* [What is expected]:
Pick out each line of the material below that contains the string "brown", and copy those lines. Matching is case-sensitive.

━━ Material for the task ━━

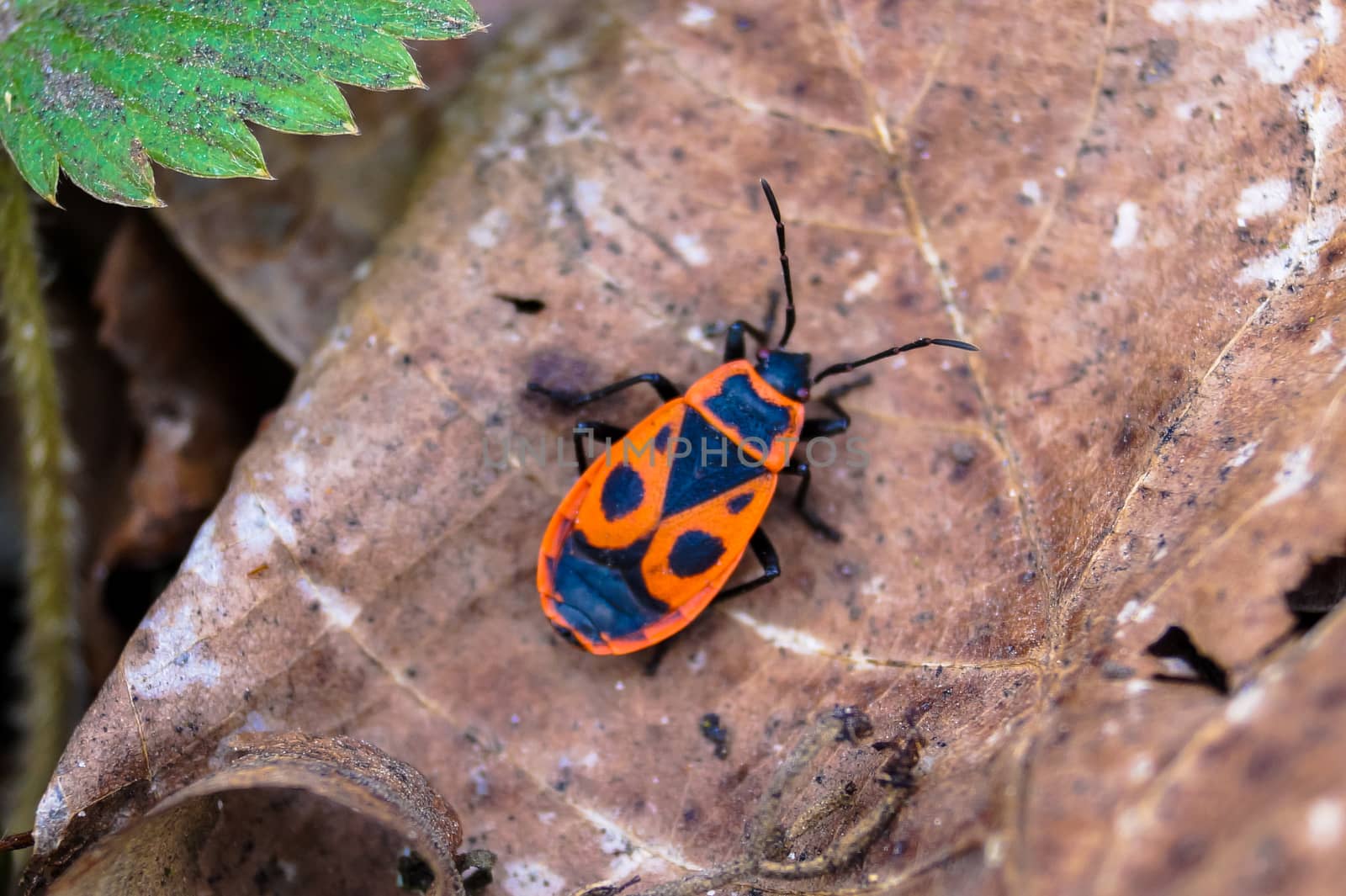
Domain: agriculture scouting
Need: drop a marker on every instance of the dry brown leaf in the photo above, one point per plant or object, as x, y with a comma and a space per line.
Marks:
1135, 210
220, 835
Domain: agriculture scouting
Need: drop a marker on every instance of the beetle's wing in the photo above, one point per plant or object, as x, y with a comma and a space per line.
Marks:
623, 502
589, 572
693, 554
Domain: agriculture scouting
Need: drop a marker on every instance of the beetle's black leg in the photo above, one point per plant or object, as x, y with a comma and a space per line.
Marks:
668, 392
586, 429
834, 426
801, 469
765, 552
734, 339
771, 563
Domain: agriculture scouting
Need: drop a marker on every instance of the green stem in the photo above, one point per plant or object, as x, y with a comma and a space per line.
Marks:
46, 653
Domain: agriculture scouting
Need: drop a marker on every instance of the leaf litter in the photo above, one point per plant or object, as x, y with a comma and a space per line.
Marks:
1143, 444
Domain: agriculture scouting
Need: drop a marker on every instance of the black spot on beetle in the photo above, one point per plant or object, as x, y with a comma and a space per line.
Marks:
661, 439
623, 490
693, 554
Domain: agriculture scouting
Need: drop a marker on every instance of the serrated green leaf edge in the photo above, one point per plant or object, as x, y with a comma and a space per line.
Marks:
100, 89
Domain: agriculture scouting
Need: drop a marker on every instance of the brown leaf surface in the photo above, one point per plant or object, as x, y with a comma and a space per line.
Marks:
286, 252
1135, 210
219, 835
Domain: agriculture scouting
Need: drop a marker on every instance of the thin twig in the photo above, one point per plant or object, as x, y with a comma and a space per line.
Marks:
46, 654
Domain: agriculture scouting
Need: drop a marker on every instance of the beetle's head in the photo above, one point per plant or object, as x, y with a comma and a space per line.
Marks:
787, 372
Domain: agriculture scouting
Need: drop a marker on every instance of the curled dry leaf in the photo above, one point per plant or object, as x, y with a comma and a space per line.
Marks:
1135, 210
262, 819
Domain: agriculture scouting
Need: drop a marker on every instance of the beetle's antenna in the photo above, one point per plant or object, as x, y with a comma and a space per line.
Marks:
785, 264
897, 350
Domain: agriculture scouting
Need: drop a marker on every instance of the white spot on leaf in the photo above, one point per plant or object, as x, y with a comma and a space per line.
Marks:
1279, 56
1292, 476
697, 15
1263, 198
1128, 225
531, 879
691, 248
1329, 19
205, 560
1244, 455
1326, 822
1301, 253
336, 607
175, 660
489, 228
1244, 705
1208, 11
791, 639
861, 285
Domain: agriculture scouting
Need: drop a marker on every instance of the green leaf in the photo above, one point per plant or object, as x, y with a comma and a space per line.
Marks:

━━━

* [Final result]:
Need: drop a marker on every instance of the dry brown leaf in the photo above, one point per plant or object, as x, y with a comma and a space per line.
Need: drop a marker on every instance of the brown leaf surface in the photo above, one point per plant or object, as x, y with a comma and a space per line.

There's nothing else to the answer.